BEGIN EXTRACTED RECORDS

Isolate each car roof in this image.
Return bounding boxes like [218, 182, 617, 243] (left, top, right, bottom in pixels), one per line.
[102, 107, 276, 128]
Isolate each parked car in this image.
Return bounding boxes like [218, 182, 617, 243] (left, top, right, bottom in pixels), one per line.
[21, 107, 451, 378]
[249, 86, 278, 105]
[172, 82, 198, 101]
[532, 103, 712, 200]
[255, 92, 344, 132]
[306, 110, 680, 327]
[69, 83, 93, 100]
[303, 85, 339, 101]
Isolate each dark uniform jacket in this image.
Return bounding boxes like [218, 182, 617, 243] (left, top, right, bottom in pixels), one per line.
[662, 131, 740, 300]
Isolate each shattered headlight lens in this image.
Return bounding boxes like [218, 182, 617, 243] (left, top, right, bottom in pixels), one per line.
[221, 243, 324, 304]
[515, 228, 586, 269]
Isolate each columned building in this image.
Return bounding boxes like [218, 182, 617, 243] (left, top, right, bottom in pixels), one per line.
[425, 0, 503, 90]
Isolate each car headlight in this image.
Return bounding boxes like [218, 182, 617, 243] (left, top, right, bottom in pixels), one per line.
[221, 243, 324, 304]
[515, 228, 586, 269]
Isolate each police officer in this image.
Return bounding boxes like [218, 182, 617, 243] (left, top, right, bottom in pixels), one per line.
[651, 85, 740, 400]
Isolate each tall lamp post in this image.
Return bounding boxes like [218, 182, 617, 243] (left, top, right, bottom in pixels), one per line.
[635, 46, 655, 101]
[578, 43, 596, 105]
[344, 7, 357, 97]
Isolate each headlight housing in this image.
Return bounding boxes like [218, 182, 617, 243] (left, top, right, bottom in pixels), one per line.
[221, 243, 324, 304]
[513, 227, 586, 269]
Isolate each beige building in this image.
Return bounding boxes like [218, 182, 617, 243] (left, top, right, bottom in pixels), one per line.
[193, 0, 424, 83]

END EXTRACTED RECORDS

# DIRECTION
Please rewrite the records above, substituting "Locate" for each occurrence of "Isolate" and leaving everything else unchanged.

# THE RESULT
Locate each car roof in this image.
Return bounding boxes like [218, 182, 617, 243] (left, top, right, bottom in pixels), one per line.
[102, 107, 276, 128]
Locate each parked car in this image.
Return bounding boxes like [218, 182, 617, 243] (left, top, right, bottom in pixels), one per line.
[21, 107, 451, 378]
[249, 86, 278, 105]
[172, 82, 198, 101]
[532, 103, 712, 200]
[255, 92, 344, 132]
[306, 110, 680, 327]
[69, 83, 93, 100]
[303, 85, 339, 101]
Locate each dark uniform jacket in this image.
Return bounding boxes like [218, 182, 617, 243] (left, top, right, bottom in pixels), one per line.
[662, 131, 740, 300]
Locate each shattered headlight lens in this image.
Return bounding boxes like [218, 182, 617, 243] (left, top, right, bottom in pixels), one per line.
[221, 243, 324, 304]
[515, 228, 586, 269]
Locate each columned building in this image.
Return bounding boxes like [218, 182, 617, 243] (left, top, right, bottom in pixels), one per line.
[425, 0, 503, 90]
Locate each car headlight in this image.
Return bounding boxes like [218, 182, 617, 243] (left, top, right, bottom in pixels), one per line.
[221, 243, 324, 304]
[515, 228, 586, 269]
Locate each police officer in this image.
Return bounding boxes like [218, 182, 617, 243] (left, top, right, bottom in pixels), one per line.
[651, 85, 740, 400]
Locate each tall lamp post in this image.
Return bounding boxes like [218, 182, 617, 243] (left, top, right, bottom in pixels), one per line.
[635, 46, 655, 101]
[578, 43, 596, 105]
[344, 7, 357, 97]
Locate each headlight housing in this image.
Return bounding boxes like [218, 182, 617, 243] (left, top, right, bottom in pixels), one per line.
[221, 243, 324, 304]
[513, 227, 586, 269]
Locate each beige building in this image.
Return bounding boxes like [218, 182, 617, 243] (left, top, right, bottom in pixels), one per line.
[193, 0, 424, 83]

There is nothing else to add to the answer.